— START OF Document excerpt —

# 4x5 glass negative



## smithdan (Jan 12, 2016)

While unpacking and sorting through my darkroom junk I came upon this old plate my brother gave me some years ago that I thought got lost.  The envelope it is in says ca. 1912.  The edges are uneven so wonder if it started its life off as a wet plate.
Anyway, I threw it on the scanner.  The crop is due to having to use the 120 film holder.  Looks like a non pro shot of some Sunday school picnic, lots of motion blur despite the sunny day.  Lots of hand retouching on the plate too.

Nothing special, just thought it might be of some interest.


----------



## Didereaux (Jan 12, 2016)

That's neat.  Quite good for the times I'd say.


----------



## vintagesnaps (Jan 12, 2016)

Fascinating to see. Look at those hats! a wonderful look at another era.


----------



## webestang64 (Jan 13, 2016)

That's cool! 

I have a few glass plates in my collection. Would love to print that in the darkroom.


----------



## smithdan (Jan 13, 2016)

Printed this years ago almost full (just fits in the negative holder slot in my old Solar) enlarged to 8x10.  Sharp detail in the undamaged areas.  Looked around the group for some hints as to what event was going on but there is only woods in the BG. 
What strikes me is the informality of this group.  given the work required to set up  the camera one would think that All the grown ups would be facing forward and all but the youngest children would be sitting still.  This shot is in contrast to the wooden poses often seen  in photos of this period.

Seems like a fun bunch  from the guy yarding on his buddy's ear in the back to the aspiring movie star in the front row.


----------

— END OF Document excerpt —
— START OF Given material —

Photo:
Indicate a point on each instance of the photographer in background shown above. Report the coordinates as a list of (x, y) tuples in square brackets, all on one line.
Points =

— END OF Given material —

- [Your objective] Reproduce the passage from the glass negative thread word for word. Begin at the words "Anyway, I threw" and stop after "Didereaux (Jan 12, 2016)".

- [Answer to the problem]
Anyway, I threw it on the scanner.  The crop is due to having to use the 120 film holder.  Looks like a non pro shot of some Sunday school picnic, lots of motion blur despite the sunny day.  Lots of hand retouching on the plate too.

Nothing special, just thought it might be of some interest.


----------



## Didereaux (Jan 12, 2016)